- Written problem a:
Can you rewrite the part of the text on the FTC's Google settlement that opens with the words containing "On the matter" and closes with "closed that investigation.", putting "unscathed" in place of "scot-free"?

- Excerpted text:
· · · · · · ·
Following a 20-month investigation, the FTC today announced its settlement with Google over a variety of allegedly anti-competitive business practices. Here's what you need to know:

1. What's the top takeaway?

On the matter of whether Google's search service was violating anti-competitive statutes, Google walked away scot-free. The question here was whether Google was using its algorithms to demote websites that compete directly with other Google services (and, hand-in-hand with this, to promote its in-house offerings). The FTC concluded "that the introduction of Universal Search, as well as additional changes made to Google's search algorithms - even those that may have had the effect of harming individual competitors - could be plausibly justified as innovations that improved Google's product and the experience of its users." (Emphasis added)

The FTC has closed that investigation.

2. So that's it? Just a big Google win?
· · · · · · ·
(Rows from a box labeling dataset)

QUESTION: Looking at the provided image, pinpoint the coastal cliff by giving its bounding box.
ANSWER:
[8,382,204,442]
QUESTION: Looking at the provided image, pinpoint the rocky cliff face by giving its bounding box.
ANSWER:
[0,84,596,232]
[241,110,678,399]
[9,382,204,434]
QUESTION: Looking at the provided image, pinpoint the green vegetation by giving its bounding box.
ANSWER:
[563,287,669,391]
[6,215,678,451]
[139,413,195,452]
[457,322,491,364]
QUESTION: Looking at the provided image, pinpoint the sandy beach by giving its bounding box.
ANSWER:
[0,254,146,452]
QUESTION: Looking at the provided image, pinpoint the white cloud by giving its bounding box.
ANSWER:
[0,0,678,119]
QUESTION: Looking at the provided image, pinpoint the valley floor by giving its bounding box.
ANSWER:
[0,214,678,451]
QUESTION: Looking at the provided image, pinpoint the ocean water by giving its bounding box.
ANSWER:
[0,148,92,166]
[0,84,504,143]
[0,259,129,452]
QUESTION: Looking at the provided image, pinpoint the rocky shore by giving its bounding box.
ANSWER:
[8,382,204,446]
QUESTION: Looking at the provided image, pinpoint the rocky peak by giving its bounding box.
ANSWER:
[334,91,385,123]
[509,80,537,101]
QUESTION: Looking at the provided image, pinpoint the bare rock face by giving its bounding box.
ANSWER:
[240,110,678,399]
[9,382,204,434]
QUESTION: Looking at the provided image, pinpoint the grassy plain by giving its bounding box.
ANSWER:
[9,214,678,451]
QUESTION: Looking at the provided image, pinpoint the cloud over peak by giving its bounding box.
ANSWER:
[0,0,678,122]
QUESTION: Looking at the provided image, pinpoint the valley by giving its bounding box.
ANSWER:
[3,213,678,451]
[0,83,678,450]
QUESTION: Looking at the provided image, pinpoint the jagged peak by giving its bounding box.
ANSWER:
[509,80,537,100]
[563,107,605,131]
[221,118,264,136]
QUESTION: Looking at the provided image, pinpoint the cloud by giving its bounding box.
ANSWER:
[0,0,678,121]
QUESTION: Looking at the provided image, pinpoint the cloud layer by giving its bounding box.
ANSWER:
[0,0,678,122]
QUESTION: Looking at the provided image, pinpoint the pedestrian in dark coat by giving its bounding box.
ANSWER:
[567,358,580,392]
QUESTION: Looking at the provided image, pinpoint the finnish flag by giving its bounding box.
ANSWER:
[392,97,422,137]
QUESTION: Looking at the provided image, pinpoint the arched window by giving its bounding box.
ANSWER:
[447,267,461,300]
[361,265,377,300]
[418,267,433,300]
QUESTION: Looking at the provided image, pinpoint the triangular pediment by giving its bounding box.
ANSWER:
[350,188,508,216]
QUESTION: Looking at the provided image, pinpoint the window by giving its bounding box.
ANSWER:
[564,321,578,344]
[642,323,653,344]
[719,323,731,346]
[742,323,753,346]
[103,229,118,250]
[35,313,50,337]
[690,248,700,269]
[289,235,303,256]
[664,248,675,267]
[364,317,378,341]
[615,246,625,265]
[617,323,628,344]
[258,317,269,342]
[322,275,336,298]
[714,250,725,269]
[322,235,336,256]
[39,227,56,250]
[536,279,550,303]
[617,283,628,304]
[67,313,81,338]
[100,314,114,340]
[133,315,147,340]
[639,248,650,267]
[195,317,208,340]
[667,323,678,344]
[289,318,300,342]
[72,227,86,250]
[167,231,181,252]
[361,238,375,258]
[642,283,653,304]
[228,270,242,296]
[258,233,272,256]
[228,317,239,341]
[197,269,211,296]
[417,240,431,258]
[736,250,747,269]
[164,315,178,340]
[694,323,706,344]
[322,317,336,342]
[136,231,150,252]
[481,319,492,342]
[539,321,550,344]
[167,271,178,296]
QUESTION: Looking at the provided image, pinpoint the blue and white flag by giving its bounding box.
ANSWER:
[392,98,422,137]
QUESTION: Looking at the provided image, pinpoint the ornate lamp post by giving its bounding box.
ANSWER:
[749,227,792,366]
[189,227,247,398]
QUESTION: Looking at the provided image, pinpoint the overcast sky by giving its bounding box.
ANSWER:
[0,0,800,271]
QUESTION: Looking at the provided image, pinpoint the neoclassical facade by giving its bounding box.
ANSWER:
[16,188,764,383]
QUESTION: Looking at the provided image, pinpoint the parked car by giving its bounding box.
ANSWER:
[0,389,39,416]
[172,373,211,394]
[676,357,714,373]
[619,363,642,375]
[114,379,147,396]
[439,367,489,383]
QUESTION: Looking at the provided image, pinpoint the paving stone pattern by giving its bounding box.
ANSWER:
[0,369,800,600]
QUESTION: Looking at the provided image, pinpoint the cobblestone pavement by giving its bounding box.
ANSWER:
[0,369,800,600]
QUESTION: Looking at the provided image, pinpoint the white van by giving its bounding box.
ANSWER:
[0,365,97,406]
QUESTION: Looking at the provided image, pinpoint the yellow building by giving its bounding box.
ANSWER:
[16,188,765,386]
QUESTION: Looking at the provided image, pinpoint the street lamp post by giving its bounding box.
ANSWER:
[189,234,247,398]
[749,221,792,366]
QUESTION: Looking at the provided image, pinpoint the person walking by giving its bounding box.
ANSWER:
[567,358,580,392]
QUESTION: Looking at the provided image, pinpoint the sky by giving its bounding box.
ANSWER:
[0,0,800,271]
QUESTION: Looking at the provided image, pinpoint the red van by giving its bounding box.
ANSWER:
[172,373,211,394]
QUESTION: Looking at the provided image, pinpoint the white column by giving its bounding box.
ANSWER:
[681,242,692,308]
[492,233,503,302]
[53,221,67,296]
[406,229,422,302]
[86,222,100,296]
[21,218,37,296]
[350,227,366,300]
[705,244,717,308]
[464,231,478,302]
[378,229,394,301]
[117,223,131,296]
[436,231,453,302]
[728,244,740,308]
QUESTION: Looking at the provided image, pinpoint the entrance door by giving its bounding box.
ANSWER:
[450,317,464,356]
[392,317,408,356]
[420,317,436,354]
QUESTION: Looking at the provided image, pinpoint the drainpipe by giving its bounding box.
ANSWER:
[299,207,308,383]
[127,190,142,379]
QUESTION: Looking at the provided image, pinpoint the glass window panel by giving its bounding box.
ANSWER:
· · · · · · ·
- Written problem b:
Which lines of the records include the string "rocky"? Report each of them in full.

- Correct answer a:
On the matter of whether Google's search service was violating anti-competitive statutes, Google walked away unscathed. The question here was whether Google was using its algorithms to demote websites that compete directly with other Google services (and, hand-in-hand with this, to promote its in-house offerings). The FTC concluded "that the introduction of Universal Search, as well as additional changes made to Google's search algorithms - even those that may have had the effect of harming individual competitors - could be plausibly justified as innovations that improved Google's product and the experience of its users." (Emphasis added)

The FTC has closed that investigation.

- Correct answer b:
QUESTION: Looking at the provided image, pinpoint the rocky cliff face by giving its bounding box.
QUESTION: Looking at the provided image, pinpoint the rocky shore by giving its bounding box.
QUESTION: Looking at the provided image, pinpoint the rocky peak by giving its bounding box.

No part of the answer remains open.